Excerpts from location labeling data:
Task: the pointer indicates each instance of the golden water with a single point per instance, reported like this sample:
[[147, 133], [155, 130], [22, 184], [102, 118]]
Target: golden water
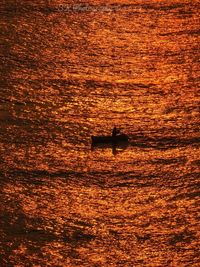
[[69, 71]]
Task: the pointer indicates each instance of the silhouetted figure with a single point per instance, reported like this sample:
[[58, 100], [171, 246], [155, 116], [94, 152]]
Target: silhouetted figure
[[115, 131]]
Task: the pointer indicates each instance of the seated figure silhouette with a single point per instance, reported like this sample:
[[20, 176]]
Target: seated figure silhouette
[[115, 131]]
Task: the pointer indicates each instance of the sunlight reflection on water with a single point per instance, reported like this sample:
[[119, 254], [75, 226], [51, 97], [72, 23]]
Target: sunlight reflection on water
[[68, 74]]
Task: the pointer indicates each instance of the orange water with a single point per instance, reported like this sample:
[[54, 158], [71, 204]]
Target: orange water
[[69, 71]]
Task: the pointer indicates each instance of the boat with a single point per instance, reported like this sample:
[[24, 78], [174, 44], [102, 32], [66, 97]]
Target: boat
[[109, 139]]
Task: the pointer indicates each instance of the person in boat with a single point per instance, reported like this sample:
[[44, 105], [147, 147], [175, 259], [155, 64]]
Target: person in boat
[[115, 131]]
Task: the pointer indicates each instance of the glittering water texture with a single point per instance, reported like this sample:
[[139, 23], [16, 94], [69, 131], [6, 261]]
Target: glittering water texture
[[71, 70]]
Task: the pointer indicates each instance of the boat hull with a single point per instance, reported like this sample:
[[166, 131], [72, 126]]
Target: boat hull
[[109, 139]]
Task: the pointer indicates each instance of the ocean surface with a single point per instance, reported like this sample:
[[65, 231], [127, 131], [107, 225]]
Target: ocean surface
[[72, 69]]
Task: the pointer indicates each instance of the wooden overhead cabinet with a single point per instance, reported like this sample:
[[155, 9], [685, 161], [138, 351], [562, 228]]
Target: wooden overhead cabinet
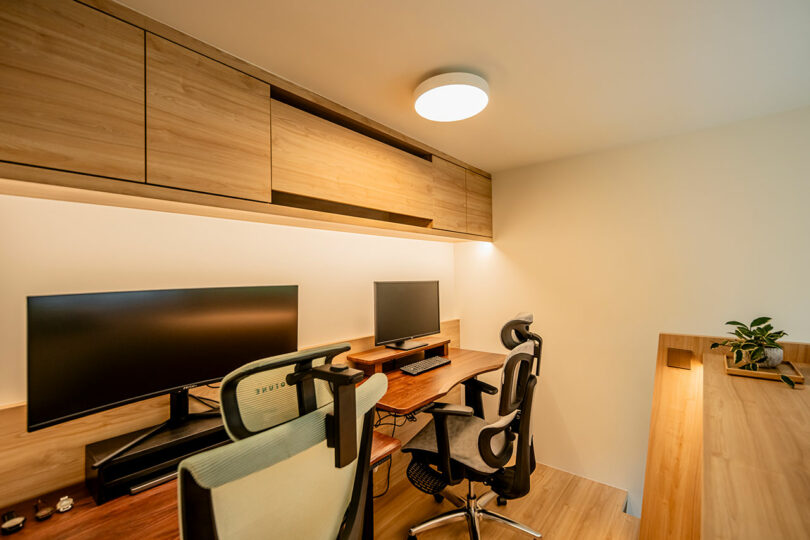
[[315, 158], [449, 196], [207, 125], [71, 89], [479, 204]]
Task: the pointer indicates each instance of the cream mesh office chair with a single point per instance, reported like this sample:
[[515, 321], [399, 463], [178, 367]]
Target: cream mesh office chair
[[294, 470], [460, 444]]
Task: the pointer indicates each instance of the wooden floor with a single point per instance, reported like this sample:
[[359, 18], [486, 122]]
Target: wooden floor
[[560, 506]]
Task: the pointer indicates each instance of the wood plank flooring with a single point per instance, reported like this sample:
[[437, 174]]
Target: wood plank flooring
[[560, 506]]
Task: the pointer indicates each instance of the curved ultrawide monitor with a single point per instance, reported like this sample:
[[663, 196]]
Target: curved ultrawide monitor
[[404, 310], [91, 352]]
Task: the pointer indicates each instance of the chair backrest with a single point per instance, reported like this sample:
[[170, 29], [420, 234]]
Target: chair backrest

...

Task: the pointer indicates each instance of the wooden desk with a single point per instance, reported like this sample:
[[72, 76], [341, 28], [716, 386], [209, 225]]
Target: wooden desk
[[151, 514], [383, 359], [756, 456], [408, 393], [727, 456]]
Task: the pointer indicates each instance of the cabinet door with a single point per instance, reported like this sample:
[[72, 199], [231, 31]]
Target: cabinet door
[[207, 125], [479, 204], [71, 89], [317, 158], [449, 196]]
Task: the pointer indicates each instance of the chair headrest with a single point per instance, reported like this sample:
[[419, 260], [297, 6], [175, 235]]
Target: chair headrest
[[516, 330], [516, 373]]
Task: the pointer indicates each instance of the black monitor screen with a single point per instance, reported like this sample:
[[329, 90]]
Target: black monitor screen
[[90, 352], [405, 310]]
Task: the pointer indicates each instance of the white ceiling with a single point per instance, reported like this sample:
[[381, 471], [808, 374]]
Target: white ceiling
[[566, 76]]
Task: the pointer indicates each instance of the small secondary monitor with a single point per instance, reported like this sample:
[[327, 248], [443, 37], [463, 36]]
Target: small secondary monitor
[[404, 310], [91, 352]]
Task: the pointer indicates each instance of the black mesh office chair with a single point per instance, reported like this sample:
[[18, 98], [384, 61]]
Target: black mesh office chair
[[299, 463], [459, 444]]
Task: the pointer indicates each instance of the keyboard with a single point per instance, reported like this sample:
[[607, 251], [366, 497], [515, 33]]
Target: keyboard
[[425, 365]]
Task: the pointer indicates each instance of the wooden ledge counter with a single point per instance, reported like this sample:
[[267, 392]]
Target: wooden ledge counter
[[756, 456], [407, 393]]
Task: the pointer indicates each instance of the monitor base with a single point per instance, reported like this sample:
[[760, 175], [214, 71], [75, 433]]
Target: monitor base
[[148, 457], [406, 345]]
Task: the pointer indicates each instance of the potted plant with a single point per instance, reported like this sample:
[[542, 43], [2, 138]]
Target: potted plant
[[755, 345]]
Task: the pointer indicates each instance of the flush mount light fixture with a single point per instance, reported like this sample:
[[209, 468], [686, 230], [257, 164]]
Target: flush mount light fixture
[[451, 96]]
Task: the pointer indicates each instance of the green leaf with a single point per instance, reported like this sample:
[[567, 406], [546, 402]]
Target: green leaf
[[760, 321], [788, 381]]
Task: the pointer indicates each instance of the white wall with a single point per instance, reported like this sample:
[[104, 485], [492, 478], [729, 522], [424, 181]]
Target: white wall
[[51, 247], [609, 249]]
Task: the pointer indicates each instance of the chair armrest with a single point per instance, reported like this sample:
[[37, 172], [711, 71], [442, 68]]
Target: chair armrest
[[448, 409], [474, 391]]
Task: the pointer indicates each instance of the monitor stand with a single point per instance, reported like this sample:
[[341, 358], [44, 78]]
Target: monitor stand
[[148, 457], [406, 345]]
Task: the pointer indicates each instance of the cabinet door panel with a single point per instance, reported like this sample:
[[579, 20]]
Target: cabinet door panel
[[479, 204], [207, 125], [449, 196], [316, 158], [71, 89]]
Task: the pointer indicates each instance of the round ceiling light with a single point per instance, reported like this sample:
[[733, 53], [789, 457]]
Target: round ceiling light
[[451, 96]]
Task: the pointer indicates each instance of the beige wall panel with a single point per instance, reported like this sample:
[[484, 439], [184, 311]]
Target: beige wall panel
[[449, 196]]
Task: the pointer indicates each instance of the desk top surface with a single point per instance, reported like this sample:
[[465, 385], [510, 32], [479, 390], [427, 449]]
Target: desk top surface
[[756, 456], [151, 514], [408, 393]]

## Work to be completed
Please render the part of the items that opens with the line containing "Task: the pointer indicates each instance of the ocean" and closes with the line containing "[[294, 470], [460, 444]]" as a Markdown table with the columns Number and Record line, leaving out blank lines and pictures.

## Task answer
| Number | Record line |
|---|---|
| 1 | Task: the pointer indicates each instance of the ocean surface with a single point per instance, reported like this sample: |
| 2 | [[65, 231], [127, 131], [107, 225]] |
| 3 | Target: ocean surface |
| 4 | [[72, 69]] |
| 5 | Task: the pointer indicates each instance of the wooden overhead cabinet with a single point per instance, reported like this sample: |
| 6 | [[155, 9], [685, 161], [138, 351], [562, 228]] |
| 7 | Target: wooden overhead cabinet |
| 8 | [[315, 158], [449, 196], [207, 125], [71, 89], [479, 204]] |
| 9 | Task: the pointer indicates each instance of the cream mesh office chair with a single point per instance, reported like this sample: |
| 10 | [[515, 321], [399, 463], [178, 367]] |
| 11 | Target: cream mesh office chair |
| 12 | [[294, 470], [460, 444]] |